- [Stated task]: Your task is to extract every entry that follows word for word while excluding the pictures.

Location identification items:

━━━━━━━━━━━━━━━━

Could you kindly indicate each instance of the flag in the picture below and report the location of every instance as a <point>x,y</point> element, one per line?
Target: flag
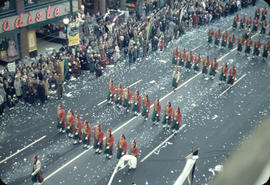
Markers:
<point>148,31</point>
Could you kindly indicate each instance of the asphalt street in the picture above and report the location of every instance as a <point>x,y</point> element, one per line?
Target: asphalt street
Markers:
<point>215,124</point>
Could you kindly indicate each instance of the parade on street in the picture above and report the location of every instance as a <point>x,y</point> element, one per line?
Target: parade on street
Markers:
<point>146,92</point>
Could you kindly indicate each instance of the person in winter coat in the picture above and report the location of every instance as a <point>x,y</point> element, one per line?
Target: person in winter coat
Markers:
<point>146,107</point>
<point>36,173</point>
<point>108,150</point>
<point>18,86</point>
<point>60,119</point>
<point>77,129</point>
<point>86,134</point>
<point>121,146</point>
<point>98,139</point>
<point>176,77</point>
<point>133,148</point>
<point>176,120</point>
<point>166,121</point>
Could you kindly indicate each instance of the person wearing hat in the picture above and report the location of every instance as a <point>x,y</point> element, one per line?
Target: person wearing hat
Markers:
<point>60,119</point>
<point>127,99</point>
<point>121,146</point>
<point>77,129</point>
<point>176,77</point>
<point>213,68</point>
<point>98,138</point>
<point>137,103</point>
<point>166,121</point>
<point>118,95</point>
<point>110,96</point>
<point>156,111</point>
<point>36,173</point>
<point>232,75</point>
<point>177,116</point>
<point>108,150</point>
<point>133,148</point>
<point>70,121</point>
<point>86,134</point>
<point>197,63</point>
<point>146,107</point>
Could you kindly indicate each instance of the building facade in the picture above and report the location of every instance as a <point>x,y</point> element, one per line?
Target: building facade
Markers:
<point>22,22</point>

━━━━━━━━━━━━━━━━

- [Final answer]:
Could you kindly indicate each instance of the flag in the picture below and report the location of every instance as a <point>x,y</point> element, one per line?
Target: flag
Markers:
<point>148,31</point>
Could you kindly indicate each instance of the asphalt street in the picture above and report the location of every instance as a <point>x,y</point> element, one per line?
Target: asphalt street
Markers:
<point>215,124</point>
Could you kindly indicate each instance of the parade on street in the picture above and report the location of every instance as a <point>x,y</point> element, one per line?
Target: parade on street
Markers:
<point>146,92</point>
Could you kindly indicate each instance of the person in winter coat in the picture above and report the location of every instance as a <point>x,y</point> element, one per line?
Target: person in winter coat
Markers:
<point>146,107</point>
<point>36,173</point>
<point>108,150</point>
<point>18,86</point>
<point>60,119</point>
<point>77,129</point>
<point>86,134</point>
<point>121,146</point>
<point>98,139</point>
<point>176,77</point>
<point>133,148</point>
<point>176,120</point>
<point>166,121</point>
Could you kindly indicate each instance of the person wearing hat in the picture above and report the location of every instance as a <point>x,y</point> element, one per line?
Target: person wearing hat
Markers:
<point>60,119</point>
<point>127,99</point>
<point>121,146</point>
<point>77,129</point>
<point>176,77</point>
<point>213,68</point>
<point>98,138</point>
<point>137,103</point>
<point>166,121</point>
<point>118,95</point>
<point>110,96</point>
<point>156,111</point>
<point>36,173</point>
<point>232,75</point>
<point>177,116</point>
<point>108,150</point>
<point>133,148</point>
<point>70,121</point>
<point>86,134</point>
<point>197,63</point>
<point>146,107</point>
Could you kindly indicate each instance of the building facade in the picture above and report the location of every instance as a <point>x,y</point> element, one per line?
Target: building facade
Markers:
<point>22,22</point>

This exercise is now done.